Data provided
_ _ _ _
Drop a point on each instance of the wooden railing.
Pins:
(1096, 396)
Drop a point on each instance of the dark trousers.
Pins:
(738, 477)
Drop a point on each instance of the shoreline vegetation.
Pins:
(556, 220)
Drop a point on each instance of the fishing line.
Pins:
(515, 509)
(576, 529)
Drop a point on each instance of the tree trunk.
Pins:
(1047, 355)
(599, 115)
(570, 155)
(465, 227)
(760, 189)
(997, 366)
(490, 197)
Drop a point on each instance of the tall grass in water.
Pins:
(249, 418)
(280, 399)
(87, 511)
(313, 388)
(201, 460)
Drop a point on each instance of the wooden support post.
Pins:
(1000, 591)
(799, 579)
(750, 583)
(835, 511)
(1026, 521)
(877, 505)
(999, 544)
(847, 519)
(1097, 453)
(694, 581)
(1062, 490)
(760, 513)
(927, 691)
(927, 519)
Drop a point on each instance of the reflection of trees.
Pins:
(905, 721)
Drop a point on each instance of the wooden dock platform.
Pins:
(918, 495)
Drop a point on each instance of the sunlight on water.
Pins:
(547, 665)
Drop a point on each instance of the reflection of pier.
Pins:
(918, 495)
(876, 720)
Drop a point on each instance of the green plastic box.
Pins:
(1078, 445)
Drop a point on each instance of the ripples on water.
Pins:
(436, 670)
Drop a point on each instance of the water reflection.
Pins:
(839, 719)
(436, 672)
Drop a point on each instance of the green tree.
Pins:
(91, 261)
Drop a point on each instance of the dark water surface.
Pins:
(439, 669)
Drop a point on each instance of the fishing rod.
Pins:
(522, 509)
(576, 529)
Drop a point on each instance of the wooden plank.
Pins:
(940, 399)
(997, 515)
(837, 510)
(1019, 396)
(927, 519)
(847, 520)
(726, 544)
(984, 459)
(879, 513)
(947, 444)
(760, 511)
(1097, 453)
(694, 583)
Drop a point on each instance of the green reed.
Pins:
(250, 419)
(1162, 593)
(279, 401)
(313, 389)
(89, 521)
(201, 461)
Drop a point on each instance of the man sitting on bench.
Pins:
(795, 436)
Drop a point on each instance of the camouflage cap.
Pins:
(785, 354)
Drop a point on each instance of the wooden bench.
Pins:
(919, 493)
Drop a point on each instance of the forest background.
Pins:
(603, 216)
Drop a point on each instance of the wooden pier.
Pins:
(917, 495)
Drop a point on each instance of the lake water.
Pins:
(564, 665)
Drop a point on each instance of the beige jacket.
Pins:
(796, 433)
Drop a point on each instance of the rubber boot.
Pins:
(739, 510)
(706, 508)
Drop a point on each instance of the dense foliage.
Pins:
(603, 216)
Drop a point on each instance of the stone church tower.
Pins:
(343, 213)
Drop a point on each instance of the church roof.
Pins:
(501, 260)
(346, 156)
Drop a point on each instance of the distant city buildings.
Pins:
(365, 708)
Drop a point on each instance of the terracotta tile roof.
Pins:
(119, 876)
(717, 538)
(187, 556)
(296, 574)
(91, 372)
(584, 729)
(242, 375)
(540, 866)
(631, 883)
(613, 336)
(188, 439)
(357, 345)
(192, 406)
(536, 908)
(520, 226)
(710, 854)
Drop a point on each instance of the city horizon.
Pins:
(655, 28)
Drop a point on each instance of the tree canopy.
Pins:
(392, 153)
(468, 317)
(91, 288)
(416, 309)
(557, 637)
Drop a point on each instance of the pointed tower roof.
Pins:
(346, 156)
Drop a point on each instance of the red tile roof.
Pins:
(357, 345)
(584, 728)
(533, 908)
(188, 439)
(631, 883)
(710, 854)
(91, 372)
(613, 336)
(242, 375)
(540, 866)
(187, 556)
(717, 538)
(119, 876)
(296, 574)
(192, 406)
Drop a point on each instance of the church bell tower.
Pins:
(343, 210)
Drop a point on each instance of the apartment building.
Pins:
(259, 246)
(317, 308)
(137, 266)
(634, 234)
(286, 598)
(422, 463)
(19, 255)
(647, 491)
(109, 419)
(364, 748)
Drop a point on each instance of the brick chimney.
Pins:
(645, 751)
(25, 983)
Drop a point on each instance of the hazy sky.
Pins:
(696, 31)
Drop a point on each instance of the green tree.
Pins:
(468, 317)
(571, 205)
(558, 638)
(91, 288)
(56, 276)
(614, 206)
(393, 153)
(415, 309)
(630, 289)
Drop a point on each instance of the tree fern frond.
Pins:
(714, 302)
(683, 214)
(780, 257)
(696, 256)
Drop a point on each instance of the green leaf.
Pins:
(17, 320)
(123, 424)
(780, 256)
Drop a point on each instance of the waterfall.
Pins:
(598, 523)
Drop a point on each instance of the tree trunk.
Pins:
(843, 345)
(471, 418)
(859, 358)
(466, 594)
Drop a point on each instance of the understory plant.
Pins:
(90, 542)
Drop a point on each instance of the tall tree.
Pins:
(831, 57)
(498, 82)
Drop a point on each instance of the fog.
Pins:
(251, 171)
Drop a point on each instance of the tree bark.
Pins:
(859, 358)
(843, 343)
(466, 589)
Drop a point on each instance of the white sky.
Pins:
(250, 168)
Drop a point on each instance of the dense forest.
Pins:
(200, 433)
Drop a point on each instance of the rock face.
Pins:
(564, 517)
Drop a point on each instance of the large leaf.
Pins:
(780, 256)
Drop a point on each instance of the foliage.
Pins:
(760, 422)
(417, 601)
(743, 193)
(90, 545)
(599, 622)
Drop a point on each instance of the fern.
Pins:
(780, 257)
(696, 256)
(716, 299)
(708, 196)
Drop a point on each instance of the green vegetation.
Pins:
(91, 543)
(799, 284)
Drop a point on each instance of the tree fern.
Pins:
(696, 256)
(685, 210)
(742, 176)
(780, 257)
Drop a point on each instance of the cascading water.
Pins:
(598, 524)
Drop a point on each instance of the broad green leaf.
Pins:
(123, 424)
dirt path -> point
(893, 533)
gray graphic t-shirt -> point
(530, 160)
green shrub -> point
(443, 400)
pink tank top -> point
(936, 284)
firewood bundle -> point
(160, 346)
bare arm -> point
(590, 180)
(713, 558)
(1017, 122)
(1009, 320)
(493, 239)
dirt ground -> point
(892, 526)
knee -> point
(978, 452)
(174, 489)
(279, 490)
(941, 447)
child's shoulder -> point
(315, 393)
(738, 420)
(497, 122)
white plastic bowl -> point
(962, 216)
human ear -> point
_ _ _ _
What to produce
The records above should be duplicated in full, exactly as given.

Finished exercise
Drop a point on each instance of the wooden railing.
Pins:
(1096, 396)
Drop a point on each instance of the dark trousers.
Pins:
(738, 477)
Drop a point on each instance of the shoreline vegetation.
Pins:
(556, 220)
Drop a point on each instance of the fishing line.
Pins:
(515, 509)
(576, 529)
Drop a point on each instance of the tree trunk.
Pins:
(1047, 355)
(599, 115)
(570, 155)
(465, 227)
(760, 189)
(997, 366)
(490, 197)
Drop a point on each instance of the tall grass in water.
Pins:
(249, 418)
(280, 399)
(87, 511)
(313, 388)
(201, 460)
Drop a point on each instance of the wooden support post.
Pins:
(1000, 591)
(799, 579)
(750, 583)
(835, 511)
(1026, 521)
(877, 505)
(999, 544)
(847, 519)
(1097, 453)
(694, 581)
(1062, 490)
(760, 513)
(927, 691)
(927, 519)
Drop a point on each instance of the reflection of trees.
Pins:
(905, 721)
Drop a point on each instance of the wooden dock platform.
Pins:
(918, 495)
Drop a point on each instance of the sunlight on water.
Pins:
(547, 665)
Drop a point on each instance of the reflection of pier.
Pins:
(918, 495)
(876, 720)
Drop a point on each instance of the green plastic box.
Pins:
(1078, 445)
Drop a point on each instance of the ripples on water.
Pins:
(436, 670)
Drop a point on each instance of the water reflection.
Pins:
(839, 719)
(436, 672)
Drop a point on each instance of the green tree.
Pins:
(91, 261)
Drop a point on each instance of the dark water surface.
Pins:
(439, 669)
Drop a point on each instance of the fishing rod.
Pins:
(522, 509)
(576, 529)
Drop a point on each instance of the wooden plank.
Pins:
(940, 399)
(997, 515)
(837, 510)
(1019, 396)
(927, 519)
(847, 520)
(726, 544)
(984, 459)
(879, 513)
(947, 444)
(760, 511)
(1097, 453)
(694, 583)
Drop a point on each instance of the green reed.
Pins:
(250, 419)
(1162, 593)
(279, 401)
(313, 389)
(89, 521)
(201, 461)
Drop a point on each instance of the man sitting on bench.
Pins:
(795, 436)
Drop a point on each instance of the camouflage cap.
Pins:
(785, 354)
Drop a point on each instance of the wooden bench.
Pins:
(919, 493)
Drop a point on each instance of the forest background.
Pins:
(603, 216)
Drop a point on each instance of the wooden pier.
Pins:
(917, 495)
Drop a point on each instance of the lake water.
Pins:
(564, 665)
Drop a point on each instance of the beige jacket.
Pins:
(796, 433)
Drop a point on each instance of the rubber boot.
Pins:
(739, 510)
(706, 508)
Drop a point on each instance of the dense foliage.
Pins:
(603, 216)
Drop a point on each instance of the stone church tower.
Pins:
(343, 213)
Drop a point on each instance of the church roof.
Pins:
(501, 260)
(346, 156)
Drop a point on each instance of the distant city buildings.
Pins:
(365, 708)
Drop a point on each instance of the terracotta tile roof.
Pins:
(119, 876)
(717, 538)
(187, 556)
(296, 574)
(91, 372)
(584, 729)
(242, 375)
(540, 866)
(631, 883)
(613, 336)
(188, 439)
(357, 345)
(192, 406)
(536, 908)
(520, 226)
(710, 854)
Drop a point on each instance of the city horizon.
Pins:
(655, 28)
Drop a point on each instance of the tree canopy.
Pins:
(392, 153)
(468, 317)
(91, 288)
(416, 309)
(557, 637)
Drop a point on each instance of the pointed tower roof.
Pins:
(346, 156)
Drop a point on each instance of the red tile roof.
Pins:
(357, 345)
(584, 728)
(533, 908)
(188, 439)
(631, 883)
(710, 854)
(91, 372)
(613, 336)
(242, 375)
(540, 866)
(187, 556)
(717, 538)
(119, 876)
(296, 574)
(192, 406)
Drop a point on each instance of the church bell tower.
Pins:
(343, 210)
Drop a point on each instance of the apartment building.
Pins:
(259, 246)
(317, 308)
(137, 266)
(634, 234)
(286, 598)
(422, 463)
(19, 255)
(647, 491)
(109, 419)
(364, 748)
Drop a point on each instance of the brick chimney.
Pins:
(645, 751)
(25, 983)
Drop a point on each instance of the hazy sky.
Pins:
(696, 31)
Drop a point on each instance of the green tree.
Pins:
(468, 317)
(571, 205)
(558, 638)
(91, 288)
(56, 276)
(614, 206)
(393, 153)
(415, 309)
(630, 289)
Drop a point on each instance of the tree fern frond.
Pins:
(714, 302)
(683, 214)
(780, 257)
(696, 256)
Drop a point on each instance of the green leaf.
Pins:
(17, 320)
(123, 424)
(780, 256)
Drop a point on each instance of the waterfall.
Pins:
(598, 523)
Drop a point on each instance of the tree trunk.
Pins:
(843, 345)
(471, 418)
(859, 358)
(466, 594)
Drop a point on each instance of the understory plant.
Pins:
(90, 542)
Drop a point on each instance of the tall tree.
Pins:
(831, 57)
(498, 82)
Drop a point on each instance of the fog.
Pins:
(251, 171)
Drop a point on each instance of the tree bark.
Pins:
(859, 358)
(843, 343)
(466, 589)
Drop a point on each instance of the white sky.
Pins:
(250, 168)
Drop a point on each instance of the dense forest.
Pins:
(200, 433)
Drop a point on each instance of the rock face.
Pins:
(564, 517)
Drop a point on each instance of the large leaf.
Pins:
(780, 256)
Drop a point on each instance of the foliage.
Pins:
(760, 422)
(417, 601)
(743, 193)
(90, 545)
(599, 622)
Drop a point on each instance of the fern.
Pins:
(780, 257)
(696, 256)
(716, 299)
(708, 196)
Drop a point on each instance of the green vegetation.
Pins:
(91, 543)
(799, 284)
Drop a point on each instance of the tree fern.
Pins:
(696, 256)
(685, 210)
(742, 176)
(780, 257)
Drop a point on each instance of the cascading water.
Pins:
(598, 524)
Drop a point on each instance of the broad green leaf.
Pins:
(123, 424)
dirt path -> point
(893, 533)
gray graphic t-shirt -> point
(530, 160)
green shrub -> point
(443, 400)
pink tank top -> point
(936, 284)
firewood bundle -> point
(160, 346)
bare arm -> point
(590, 180)
(713, 558)
(1017, 122)
(1009, 320)
(493, 239)
dirt ground -> point
(892, 526)
knee -> point
(978, 452)
(174, 489)
(279, 490)
(941, 447)
child's shoulder -> point
(315, 393)
(738, 420)
(497, 122)
white plastic bowl -> point
(962, 216)
human ear -> point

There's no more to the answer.